───── Data entries ─────

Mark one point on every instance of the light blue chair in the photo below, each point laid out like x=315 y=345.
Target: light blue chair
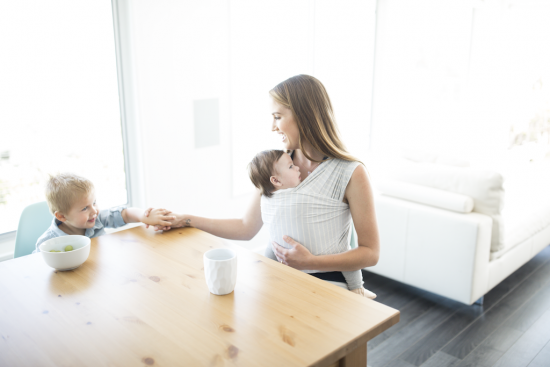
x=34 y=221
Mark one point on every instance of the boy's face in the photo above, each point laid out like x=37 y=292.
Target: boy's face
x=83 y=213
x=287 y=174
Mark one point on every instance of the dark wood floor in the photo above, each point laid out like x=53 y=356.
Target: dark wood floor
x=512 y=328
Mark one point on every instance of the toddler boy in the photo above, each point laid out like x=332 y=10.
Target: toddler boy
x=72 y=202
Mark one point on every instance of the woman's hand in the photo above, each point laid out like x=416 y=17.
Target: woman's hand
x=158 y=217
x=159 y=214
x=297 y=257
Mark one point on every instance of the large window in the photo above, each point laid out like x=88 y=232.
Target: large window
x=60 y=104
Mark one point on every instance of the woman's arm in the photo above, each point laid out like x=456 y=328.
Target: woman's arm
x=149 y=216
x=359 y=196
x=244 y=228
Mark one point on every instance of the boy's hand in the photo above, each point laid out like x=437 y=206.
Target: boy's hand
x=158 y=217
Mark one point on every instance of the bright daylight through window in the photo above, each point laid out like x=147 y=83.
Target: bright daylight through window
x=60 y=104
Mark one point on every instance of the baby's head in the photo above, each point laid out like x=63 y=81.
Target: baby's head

─────
───── Data entries ─────

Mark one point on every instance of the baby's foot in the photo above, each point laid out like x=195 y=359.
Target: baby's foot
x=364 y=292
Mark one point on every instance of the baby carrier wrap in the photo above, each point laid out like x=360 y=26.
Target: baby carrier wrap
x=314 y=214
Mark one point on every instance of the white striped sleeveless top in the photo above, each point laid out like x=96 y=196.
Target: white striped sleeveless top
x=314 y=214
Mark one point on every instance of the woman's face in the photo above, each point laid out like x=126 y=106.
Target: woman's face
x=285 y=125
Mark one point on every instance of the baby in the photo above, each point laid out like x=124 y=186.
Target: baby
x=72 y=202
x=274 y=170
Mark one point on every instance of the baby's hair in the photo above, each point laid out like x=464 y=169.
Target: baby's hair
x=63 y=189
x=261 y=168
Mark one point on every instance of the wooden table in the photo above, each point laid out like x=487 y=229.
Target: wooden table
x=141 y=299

─────
───── Data entries ─────

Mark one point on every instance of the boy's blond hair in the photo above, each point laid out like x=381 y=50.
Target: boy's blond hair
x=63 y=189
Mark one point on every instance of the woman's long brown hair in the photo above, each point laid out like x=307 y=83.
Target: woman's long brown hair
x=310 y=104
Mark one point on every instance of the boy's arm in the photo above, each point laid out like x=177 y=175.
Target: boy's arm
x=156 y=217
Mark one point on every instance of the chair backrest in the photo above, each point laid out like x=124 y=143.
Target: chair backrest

─────

[Instructions to follow]
Please pull out the listing lines starting with the line that contains "Mark one point on every instance of the wooden" and going on through the line that contains "x=141 y=299", and reproduce them word for word.

[Solved problem]
Mark one point on every instance of the wooden table in the photo above, each point laid out like x=487 y=229.
Target: wooden table
x=141 y=299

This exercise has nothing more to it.